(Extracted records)
○ ○ ○ ○ ○
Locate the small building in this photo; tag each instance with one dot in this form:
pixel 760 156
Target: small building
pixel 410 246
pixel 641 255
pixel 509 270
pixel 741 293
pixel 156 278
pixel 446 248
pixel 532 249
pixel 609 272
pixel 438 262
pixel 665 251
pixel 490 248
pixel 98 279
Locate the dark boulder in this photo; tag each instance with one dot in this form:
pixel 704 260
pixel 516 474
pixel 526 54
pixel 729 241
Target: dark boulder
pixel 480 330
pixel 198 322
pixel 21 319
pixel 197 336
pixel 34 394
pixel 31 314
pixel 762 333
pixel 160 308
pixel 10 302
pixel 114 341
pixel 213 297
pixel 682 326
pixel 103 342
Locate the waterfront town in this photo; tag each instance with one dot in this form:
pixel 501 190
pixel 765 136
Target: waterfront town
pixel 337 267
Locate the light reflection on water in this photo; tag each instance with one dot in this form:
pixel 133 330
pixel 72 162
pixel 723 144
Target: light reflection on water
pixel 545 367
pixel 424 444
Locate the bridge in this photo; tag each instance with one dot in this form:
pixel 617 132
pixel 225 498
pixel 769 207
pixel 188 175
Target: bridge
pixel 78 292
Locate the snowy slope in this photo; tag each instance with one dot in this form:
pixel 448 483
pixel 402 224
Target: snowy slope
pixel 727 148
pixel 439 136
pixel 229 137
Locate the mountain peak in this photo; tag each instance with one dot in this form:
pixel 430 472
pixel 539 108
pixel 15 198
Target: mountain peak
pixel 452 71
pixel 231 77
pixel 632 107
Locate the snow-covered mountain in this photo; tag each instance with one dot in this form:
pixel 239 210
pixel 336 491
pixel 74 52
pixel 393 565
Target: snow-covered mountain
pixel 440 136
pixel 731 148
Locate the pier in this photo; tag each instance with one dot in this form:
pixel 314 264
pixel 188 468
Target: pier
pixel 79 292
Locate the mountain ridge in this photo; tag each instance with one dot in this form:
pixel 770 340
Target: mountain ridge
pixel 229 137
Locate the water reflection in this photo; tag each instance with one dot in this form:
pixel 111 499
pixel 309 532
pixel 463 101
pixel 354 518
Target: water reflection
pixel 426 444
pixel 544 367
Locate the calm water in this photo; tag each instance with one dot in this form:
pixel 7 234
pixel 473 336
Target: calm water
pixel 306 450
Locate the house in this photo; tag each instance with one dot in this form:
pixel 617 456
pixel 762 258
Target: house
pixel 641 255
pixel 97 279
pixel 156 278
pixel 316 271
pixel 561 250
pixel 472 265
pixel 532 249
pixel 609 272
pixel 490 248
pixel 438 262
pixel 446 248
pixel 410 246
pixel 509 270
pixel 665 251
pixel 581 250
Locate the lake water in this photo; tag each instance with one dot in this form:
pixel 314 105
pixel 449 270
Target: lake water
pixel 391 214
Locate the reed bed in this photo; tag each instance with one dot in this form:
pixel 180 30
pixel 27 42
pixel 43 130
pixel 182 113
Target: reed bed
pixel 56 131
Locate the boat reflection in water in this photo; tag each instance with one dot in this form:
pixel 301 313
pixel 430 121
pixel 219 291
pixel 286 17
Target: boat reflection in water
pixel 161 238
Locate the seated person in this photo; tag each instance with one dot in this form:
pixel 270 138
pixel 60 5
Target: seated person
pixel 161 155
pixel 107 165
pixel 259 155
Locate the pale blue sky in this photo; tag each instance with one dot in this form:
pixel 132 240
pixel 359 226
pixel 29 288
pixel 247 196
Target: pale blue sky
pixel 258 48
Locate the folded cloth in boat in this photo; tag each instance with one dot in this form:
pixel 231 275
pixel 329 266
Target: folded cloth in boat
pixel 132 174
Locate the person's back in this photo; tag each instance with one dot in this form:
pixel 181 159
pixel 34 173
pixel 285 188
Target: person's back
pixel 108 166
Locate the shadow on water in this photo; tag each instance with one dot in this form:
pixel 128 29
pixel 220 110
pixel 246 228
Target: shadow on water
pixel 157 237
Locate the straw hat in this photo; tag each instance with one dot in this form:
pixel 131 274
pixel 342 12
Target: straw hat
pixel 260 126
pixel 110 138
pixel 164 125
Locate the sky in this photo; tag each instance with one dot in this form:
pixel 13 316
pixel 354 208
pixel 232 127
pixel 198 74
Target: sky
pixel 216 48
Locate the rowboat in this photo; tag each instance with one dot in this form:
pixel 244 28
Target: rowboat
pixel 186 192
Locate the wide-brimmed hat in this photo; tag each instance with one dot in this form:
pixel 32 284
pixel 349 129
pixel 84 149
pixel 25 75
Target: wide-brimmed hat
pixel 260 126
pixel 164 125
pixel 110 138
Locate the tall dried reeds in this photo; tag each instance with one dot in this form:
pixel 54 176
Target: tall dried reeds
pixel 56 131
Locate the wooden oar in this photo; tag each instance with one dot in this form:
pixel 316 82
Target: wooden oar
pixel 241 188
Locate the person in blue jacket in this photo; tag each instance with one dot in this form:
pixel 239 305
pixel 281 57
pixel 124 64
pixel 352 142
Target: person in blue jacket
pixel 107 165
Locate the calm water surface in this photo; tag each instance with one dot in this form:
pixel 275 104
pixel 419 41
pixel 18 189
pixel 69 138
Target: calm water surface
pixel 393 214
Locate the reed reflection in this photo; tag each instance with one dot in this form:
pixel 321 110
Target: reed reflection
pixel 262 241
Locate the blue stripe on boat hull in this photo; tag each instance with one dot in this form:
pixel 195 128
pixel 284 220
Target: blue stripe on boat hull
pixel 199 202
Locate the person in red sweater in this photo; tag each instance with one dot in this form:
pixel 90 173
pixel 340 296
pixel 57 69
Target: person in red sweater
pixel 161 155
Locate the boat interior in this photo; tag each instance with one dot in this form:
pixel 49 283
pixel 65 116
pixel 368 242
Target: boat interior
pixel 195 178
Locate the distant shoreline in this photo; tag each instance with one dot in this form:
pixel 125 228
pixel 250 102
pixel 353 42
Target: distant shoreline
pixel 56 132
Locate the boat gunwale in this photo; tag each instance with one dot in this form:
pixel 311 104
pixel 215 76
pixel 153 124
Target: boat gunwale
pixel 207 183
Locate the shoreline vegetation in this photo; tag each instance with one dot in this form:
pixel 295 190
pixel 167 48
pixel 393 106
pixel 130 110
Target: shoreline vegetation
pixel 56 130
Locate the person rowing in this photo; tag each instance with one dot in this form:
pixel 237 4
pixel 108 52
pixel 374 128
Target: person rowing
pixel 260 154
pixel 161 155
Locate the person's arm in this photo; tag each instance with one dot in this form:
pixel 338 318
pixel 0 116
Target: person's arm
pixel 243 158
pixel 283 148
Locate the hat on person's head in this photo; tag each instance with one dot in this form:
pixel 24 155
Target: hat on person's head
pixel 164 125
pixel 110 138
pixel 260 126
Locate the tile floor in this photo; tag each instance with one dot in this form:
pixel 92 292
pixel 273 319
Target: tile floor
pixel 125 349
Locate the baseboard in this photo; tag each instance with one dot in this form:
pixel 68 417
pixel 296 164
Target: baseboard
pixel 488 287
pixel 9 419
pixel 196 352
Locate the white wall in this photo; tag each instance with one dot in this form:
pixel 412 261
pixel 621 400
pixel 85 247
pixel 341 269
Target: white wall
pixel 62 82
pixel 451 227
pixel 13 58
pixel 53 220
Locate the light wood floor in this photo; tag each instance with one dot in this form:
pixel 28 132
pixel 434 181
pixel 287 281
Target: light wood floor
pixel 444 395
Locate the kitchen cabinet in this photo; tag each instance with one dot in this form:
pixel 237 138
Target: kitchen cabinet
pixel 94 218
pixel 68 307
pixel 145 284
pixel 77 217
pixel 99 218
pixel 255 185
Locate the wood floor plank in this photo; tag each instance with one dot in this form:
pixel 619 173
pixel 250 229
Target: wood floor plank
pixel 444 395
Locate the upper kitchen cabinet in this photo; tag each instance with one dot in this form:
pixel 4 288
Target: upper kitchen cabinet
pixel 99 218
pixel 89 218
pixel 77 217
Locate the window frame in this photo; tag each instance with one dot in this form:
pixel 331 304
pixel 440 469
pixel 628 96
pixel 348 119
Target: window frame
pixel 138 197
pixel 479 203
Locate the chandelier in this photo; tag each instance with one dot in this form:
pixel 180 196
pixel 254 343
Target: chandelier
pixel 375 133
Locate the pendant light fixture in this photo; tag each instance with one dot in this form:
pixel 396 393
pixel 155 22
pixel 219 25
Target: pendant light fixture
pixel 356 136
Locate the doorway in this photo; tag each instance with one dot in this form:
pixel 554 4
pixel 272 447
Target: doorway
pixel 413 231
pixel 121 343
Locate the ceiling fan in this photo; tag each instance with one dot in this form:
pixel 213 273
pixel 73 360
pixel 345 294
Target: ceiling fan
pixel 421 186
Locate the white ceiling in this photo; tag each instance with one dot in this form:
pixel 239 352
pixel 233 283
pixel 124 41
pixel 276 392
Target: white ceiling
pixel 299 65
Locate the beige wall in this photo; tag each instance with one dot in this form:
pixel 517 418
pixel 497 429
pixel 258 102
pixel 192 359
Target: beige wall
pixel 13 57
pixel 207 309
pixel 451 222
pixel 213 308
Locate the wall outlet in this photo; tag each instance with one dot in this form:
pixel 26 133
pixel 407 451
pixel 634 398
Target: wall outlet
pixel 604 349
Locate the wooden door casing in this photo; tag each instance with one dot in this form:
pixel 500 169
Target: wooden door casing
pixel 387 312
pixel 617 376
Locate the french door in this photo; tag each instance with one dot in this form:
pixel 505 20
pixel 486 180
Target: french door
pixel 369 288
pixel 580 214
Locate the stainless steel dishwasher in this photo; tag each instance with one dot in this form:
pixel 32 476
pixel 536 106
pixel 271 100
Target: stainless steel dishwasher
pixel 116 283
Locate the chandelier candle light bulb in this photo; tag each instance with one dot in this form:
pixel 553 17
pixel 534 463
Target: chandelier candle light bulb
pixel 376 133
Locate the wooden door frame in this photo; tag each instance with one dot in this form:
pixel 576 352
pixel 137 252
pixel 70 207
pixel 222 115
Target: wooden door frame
○ ○ ○ ○ ○
■ Task details: Return the records above word for word, starting at their first line and continuing down to the line that contains "pixel 306 450". Include both of those lines.

■ Result of the exercise:
Locate the small building in this photo; tag each instance with one dot in this form:
pixel 760 156
Target: small building
pixel 410 246
pixel 641 255
pixel 509 270
pixel 741 293
pixel 156 278
pixel 446 248
pixel 532 249
pixel 609 272
pixel 438 262
pixel 665 251
pixel 490 248
pixel 98 279
Locate the dark boulder in this photo; tag each instance with one dot in this form:
pixel 704 260
pixel 516 474
pixel 526 54
pixel 729 241
Target: dark boulder
pixel 480 330
pixel 198 322
pixel 21 319
pixel 197 336
pixel 34 394
pixel 31 314
pixel 762 333
pixel 160 308
pixel 10 302
pixel 114 341
pixel 213 297
pixel 682 326
pixel 103 342
Locate the waterfront town in this photo; tag each instance with one dot in this form:
pixel 501 190
pixel 765 136
Target: waterfront town
pixel 337 267
Locate the light reflection on water in this photo; tag each instance with one dot in this form:
pixel 133 330
pixel 72 162
pixel 723 144
Target: light reflection on water
pixel 545 367
pixel 424 444
Locate the bridge in this photo; tag each instance with one dot in this form:
pixel 617 132
pixel 225 498
pixel 769 207
pixel 188 175
Target: bridge
pixel 78 292
Locate the snowy slope in this photo; tag each instance with one dot in this form:
pixel 448 483
pixel 402 224
Target: snowy slope
pixel 727 148
pixel 439 136
pixel 229 137
Locate the mountain peak in this photo; tag each instance with one dot in this form:
pixel 430 472
pixel 539 108
pixel 15 198
Target: mountain peak
pixel 452 71
pixel 231 77
pixel 632 107
Locate the snow-covered mountain in this photo; tag each instance with one dot in this form:
pixel 239 210
pixel 336 491
pixel 74 52
pixel 393 565
Target: snow-covered mountain
pixel 440 136
pixel 731 148
Locate the pier in this photo; tag each instance with one dot in this form:
pixel 314 264
pixel 188 468
Target: pier
pixel 79 292
Locate the mountain ridge in this photo; tag each instance with one dot in this form:
pixel 770 340
Target: mountain ridge
pixel 229 137
Locate the water reflection in this photo; tag each instance with one dot in this form:
pixel 111 499
pixel 309 532
pixel 463 101
pixel 354 518
Target: water reflection
pixel 426 444
pixel 544 367
Locate the calm water in this photo; tag each instance with one dot in this form:
pixel 7 234
pixel 473 336
Target: calm water
pixel 306 450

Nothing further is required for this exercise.